──────── DOCUMENT PASSAGE ────────

He would not countenance the doctrine that the truth could always be published with impunity. He declared that "the liberty of the press consisted in publishing with impunity truth with good motives and for justifiable ends." He reprobated "the novel, the visionary, the pestilential doctrine of an unchecked press." "The best character of our country" (Washington), he declared, "had felt its corrosive effects."

The court, consisting of four judges, divided evenly, so that no result was reached. Kent, afterward the great Chancellor, wrote for reversal. The matter was immediately brought before the legislature, and the next year (1805) an act was passed that thereafter on the trial of an indictment for libel the jury "shall have the right to determine the law and the fact, under the direction of the court, in like manner as in other criminal cases"; and that on every such trial it should be lawful for the defendant to give in evidence the truth of the publication, but with the proviso that such evidence should not be a defense "unless on the trial it shall be made satisfactorily to appear that the matter charged as libelous was published with good motives and for justifiable ends," thus incorporating the words of Hamilton in the statute.

Seventeen years later this statute was incorporated in the constitution of the State, and thus the great controversy, which had waged so long, was finally settled in the State of New York, and, as it turned out, throughout this country, by the States generally enacting the same statute or following the principle of it in their courts. The contention that the jury were not the judges of both the law and the facts, as in all other criminal cases, was overthrown. Neither the contention on the one side that the truth of the published matter could not be given in evidence at all, nor on the other that it could

be and was a complete defense, prevailed. The medium rule, contended for by Hamilton, was adopted; namely, that the truth could be given in evidence, but would not be a defense unless it should also appear that the matter was published "with good motives and for justifiable ends." This put every libeler at the mercy of his own base motives. It also left the honest and just sentiment of the community as voiced by the jury to judge of the defendant's motives, and to dispose of the case on the law and the facts, as in all other criminal prosecutions.

The effort had been, as the narrative shows, to make criminal trials for libels an exception to the general rule in all criminal cases that the jury were in the end, when the case was turned over to them, the judges of all questions of law and fact, and resolved the same by their general verdict of guilty or not guilty. It was started by judges in England out of obsequiousness to the crown in cases of political libels. The free genius of the people there and here withstood it. But, strangely enough, some law-writers and codifiers (as witness the code of Criminal Procedure of the State of New York) have made the mistake of supposing that such trials for libel were made an exception by the result of the controversy, and a rule of law applied to them different from the rule for criminal trials generally; namely, that the jury should be the judges of both the law and the facts, whereas that is the general rule.

────────

* WRITTEN EXERCISE A
In the passage on libel law, in what year did the legislature pass the act on libel trials?
The entries have no connection to the passage on libel law.

──────── MATERIAL SUPPLIED ────────

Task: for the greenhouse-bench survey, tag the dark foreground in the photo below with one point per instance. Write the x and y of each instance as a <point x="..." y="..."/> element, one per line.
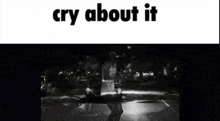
<point x="137" y="106"/>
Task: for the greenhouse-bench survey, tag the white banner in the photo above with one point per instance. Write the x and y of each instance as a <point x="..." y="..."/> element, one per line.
<point x="176" y="21"/>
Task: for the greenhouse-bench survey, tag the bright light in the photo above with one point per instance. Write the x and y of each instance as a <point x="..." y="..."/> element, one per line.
<point x="129" y="47"/>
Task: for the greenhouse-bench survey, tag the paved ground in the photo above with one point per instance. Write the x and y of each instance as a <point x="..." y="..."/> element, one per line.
<point x="141" y="102"/>
<point x="151" y="107"/>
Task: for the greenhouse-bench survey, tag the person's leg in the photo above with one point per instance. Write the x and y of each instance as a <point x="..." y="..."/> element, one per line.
<point x="119" y="109"/>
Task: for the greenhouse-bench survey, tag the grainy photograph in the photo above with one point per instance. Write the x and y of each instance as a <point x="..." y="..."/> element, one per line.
<point x="111" y="82"/>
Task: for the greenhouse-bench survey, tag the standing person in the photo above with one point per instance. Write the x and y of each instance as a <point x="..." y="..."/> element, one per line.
<point x="93" y="74"/>
<point x="118" y="65"/>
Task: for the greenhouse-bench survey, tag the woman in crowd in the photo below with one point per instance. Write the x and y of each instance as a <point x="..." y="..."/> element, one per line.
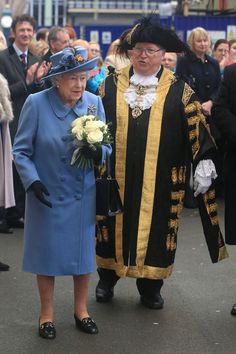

────────

* WRITTEN EXERCISE B
Copy every line of the greenhouse-bench survey entries verbatim, leaving out the pictures.

* COMPLETE RESPONSE A
1805

* COMPLETE RESPONSE B
Task: for the greenhouse-bench survey, tag the dark foreground in the photo below with one point per instance. Write the x and y of each instance as a <point x="..." y="..."/> element, one per line.
<point x="137" y="106"/>
Task: for the greenhouse-bench survey, tag the white banner in the photo above with one point per instance. Write the x and y of each instance as a <point x="..." y="..."/> element, one per line.
<point x="176" y="21"/>
Task: for the greenhouse-bench survey, tag the bright light in the photo above with one point per instance. Write the x and y of each instance as a <point x="..." y="..."/> element, one per line.
<point x="129" y="47"/>
Task: for the greenhouse-bench survey, tag the paved ground in the photo above with one point per instance. Write the x and y of each instance as a <point x="..." y="..."/> element, one per line.
<point x="141" y="102"/>
<point x="151" y="107"/>
Task: for the greenhouse-bench survey, tag the person's leg in the photo above with one point per instance. Write the x and y of each instance as a <point x="..." y="..."/> element, one per line.
<point x="119" y="109"/>
Task: for the greenhouse-bench survey, tag the grainy photograph in the photo above with one point per instance. Write the x and y of each instance as a <point x="..." y="..."/> element, one per line.
<point x="111" y="82"/>
Task: for the greenhouse-bench survey, tag the standing person in the photo above with one point per instance. Write the x and y of each instance as a <point x="..." y="..."/> element, one per line.
<point x="93" y="74"/>
<point x="118" y="65"/>
Task: for the greenhouse-bench survey, tag the woman in crowd in the photo below with one point per instance. Write the x and y of each instance as a <point x="..." y="..."/> element, one per line.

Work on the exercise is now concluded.